Material
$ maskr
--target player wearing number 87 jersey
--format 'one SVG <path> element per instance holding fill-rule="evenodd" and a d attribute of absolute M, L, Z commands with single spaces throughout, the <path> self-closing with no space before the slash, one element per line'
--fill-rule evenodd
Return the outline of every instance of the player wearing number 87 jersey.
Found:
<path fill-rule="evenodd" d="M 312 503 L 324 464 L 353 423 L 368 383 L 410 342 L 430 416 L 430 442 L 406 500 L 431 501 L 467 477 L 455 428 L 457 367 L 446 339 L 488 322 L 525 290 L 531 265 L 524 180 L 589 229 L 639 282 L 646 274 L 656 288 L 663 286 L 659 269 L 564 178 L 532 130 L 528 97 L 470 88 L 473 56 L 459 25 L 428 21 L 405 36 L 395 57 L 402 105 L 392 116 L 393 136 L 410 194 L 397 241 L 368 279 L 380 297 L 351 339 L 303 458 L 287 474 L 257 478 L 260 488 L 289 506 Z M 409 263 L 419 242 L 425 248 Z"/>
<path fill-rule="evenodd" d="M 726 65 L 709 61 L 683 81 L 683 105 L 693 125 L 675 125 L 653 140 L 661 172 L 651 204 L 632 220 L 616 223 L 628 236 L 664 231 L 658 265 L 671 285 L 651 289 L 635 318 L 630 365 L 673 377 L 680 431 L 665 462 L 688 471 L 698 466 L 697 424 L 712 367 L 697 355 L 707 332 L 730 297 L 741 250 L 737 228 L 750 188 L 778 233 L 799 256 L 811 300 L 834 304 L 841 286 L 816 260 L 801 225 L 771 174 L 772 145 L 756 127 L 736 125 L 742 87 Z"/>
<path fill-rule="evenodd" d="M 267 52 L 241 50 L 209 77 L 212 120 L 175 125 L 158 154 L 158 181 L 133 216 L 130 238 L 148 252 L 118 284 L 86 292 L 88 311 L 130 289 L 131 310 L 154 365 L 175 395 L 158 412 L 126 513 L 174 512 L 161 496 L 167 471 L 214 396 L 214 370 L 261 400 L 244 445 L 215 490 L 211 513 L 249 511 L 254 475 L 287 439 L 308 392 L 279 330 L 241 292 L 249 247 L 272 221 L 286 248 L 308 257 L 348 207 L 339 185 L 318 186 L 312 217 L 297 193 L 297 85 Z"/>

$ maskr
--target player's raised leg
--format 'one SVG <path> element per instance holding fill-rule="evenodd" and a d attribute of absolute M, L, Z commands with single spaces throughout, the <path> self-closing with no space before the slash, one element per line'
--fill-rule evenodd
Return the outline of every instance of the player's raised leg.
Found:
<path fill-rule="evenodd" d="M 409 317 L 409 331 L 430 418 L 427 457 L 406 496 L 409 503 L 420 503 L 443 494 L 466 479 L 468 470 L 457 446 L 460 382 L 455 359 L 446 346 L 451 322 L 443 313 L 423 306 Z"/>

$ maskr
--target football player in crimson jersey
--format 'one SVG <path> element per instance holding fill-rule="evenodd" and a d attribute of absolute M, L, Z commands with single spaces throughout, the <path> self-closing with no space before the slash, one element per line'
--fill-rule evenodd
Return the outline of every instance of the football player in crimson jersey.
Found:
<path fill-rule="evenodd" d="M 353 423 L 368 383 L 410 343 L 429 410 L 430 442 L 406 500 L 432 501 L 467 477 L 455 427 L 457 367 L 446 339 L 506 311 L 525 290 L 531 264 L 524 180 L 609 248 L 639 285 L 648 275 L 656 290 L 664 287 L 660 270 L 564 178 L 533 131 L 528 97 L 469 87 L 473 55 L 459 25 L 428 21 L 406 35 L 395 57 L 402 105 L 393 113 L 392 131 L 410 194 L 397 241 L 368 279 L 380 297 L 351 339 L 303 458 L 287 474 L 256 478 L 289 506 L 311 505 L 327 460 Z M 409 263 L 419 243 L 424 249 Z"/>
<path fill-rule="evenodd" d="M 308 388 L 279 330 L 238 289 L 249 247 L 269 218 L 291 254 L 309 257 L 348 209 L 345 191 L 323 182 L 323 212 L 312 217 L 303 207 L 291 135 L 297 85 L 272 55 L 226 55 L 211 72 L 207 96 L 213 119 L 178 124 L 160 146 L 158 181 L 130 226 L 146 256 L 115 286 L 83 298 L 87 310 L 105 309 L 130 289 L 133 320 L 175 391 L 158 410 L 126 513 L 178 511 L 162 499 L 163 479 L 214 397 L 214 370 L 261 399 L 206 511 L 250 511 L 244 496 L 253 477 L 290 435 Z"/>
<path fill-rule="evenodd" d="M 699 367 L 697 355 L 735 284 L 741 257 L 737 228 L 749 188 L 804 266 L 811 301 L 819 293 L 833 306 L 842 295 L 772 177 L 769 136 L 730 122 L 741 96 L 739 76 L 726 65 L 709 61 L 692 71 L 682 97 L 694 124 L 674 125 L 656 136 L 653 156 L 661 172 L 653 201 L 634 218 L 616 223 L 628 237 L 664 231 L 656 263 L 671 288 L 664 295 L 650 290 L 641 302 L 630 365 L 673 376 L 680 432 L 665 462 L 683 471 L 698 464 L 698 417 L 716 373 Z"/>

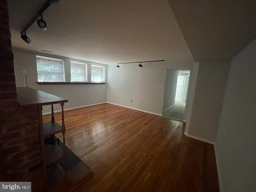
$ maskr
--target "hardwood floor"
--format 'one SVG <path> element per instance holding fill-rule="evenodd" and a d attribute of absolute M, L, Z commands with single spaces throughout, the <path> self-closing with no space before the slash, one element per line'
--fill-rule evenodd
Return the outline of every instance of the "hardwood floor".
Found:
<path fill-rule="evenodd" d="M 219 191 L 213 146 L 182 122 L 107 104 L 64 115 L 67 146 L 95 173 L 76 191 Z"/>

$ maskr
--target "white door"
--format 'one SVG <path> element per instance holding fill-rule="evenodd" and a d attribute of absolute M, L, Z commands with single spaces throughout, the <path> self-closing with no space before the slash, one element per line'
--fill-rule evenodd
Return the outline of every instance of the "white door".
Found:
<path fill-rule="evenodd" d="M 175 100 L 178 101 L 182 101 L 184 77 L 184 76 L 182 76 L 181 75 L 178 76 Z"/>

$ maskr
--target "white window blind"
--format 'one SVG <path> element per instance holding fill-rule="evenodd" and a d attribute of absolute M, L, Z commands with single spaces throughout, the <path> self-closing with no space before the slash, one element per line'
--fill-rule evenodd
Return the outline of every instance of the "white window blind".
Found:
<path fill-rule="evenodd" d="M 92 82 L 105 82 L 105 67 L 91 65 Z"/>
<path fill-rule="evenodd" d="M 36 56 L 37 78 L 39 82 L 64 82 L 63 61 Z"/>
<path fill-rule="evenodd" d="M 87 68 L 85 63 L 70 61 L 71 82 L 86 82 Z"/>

--

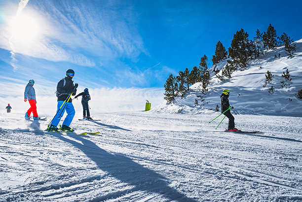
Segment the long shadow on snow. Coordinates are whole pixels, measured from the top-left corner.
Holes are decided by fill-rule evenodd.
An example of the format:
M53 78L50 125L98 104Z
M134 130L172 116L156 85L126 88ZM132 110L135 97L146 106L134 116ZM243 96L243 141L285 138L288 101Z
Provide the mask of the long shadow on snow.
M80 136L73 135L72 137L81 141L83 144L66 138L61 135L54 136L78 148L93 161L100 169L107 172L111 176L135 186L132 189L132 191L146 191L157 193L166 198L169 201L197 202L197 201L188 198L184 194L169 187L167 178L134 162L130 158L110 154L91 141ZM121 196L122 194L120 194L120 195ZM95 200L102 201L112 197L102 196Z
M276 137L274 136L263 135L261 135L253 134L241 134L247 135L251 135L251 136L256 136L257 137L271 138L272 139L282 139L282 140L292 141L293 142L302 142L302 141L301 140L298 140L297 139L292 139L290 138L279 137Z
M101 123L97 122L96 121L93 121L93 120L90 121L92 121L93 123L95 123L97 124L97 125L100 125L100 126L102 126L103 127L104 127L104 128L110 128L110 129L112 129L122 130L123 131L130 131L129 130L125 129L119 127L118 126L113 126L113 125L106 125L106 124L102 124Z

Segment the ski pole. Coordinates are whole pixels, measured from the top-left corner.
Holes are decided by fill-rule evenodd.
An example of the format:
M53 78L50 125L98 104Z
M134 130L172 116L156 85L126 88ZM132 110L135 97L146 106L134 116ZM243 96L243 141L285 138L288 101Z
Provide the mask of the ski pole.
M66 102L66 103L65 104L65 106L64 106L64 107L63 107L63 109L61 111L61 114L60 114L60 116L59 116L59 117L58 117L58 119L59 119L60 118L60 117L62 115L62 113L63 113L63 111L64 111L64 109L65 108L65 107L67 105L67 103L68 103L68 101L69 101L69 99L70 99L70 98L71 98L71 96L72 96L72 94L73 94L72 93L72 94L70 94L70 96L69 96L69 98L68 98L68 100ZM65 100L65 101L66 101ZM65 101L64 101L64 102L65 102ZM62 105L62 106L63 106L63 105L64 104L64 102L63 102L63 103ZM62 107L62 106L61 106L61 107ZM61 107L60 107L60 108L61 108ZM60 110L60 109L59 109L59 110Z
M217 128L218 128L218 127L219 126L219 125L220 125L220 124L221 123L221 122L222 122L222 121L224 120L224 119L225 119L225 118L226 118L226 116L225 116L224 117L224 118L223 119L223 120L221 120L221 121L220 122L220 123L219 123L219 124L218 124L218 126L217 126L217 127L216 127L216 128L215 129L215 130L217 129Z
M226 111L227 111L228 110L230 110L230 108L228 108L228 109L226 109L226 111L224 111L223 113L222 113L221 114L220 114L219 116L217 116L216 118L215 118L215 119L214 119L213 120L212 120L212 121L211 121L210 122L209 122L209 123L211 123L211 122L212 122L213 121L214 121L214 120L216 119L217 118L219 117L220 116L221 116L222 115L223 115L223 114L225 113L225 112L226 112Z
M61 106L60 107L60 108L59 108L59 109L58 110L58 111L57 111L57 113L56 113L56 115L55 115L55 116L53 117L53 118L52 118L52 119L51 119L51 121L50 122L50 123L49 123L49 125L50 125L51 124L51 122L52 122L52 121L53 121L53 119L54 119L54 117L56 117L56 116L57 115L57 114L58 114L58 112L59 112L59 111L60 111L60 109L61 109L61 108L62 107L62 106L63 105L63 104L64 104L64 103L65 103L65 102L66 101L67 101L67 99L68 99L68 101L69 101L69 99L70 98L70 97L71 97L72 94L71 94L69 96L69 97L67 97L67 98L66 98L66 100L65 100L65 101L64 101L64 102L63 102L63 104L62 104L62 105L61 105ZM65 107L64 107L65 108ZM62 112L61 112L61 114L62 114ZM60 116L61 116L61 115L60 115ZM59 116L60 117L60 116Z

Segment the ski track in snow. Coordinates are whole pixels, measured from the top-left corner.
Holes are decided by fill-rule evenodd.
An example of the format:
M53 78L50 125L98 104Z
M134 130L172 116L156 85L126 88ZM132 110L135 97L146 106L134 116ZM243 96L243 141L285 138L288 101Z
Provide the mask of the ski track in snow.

Task details
Reproduce word for word the stretch of the listing from the line containing "Segment the ski pole." through the line containing "M217 128L218 128L218", including both of those lines.

Correct response
Segment the ski pole. Coordinates are whole pixels, measured from the top-left corner.
Holes are decided by fill-rule evenodd.
An example of the format:
M53 78L50 125L98 104Z
M134 130L172 116L156 85L126 88ZM132 110L135 97L146 106L134 116ZM243 96L243 141L285 138L288 101Z
Provide the mask of the ski pole.
M66 102L66 103L65 104L65 106L64 106L64 107L63 107L63 109L61 111L61 114L60 114L60 116L59 116L59 117L58 117L58 119L59 119L60 118L60 117L62 115L62 113L63 113L63 111L64 111L64 109L65 108L65 107L67 105L67 103L68 103L68 101L69 101L69 99L70 99L70 98L71 98L71 96L72 96L72 94L73 94L72 93L72 94L70 94L70 96L69 96L69 98L68 98L68 100ZM65 100L65 101L66 101ZM65 101L64 101L64 102L65 102ZM62 105L62 106L63 106L63 105L64 104L64 102L63 102L63 103ZM62 107L62 106L61 106L61 107ZM61 107L60 107L60 108L61 108ZM60 110L60 109L59 109L59 110Z
M217 128L218 128L218 127L219 126L219 125L220 125L220 124L221 123L221 122L222 122L222 121L224 120L224 119L225 119L225 118L226 118L226 116L225 116L224 117L224 118L223 119L223 120L221 120L221 121L220 122L220 123L219 123L219 124L218 124L218 126L217 126L217 127L216 127L216 128L215 129L215 130L217 129Z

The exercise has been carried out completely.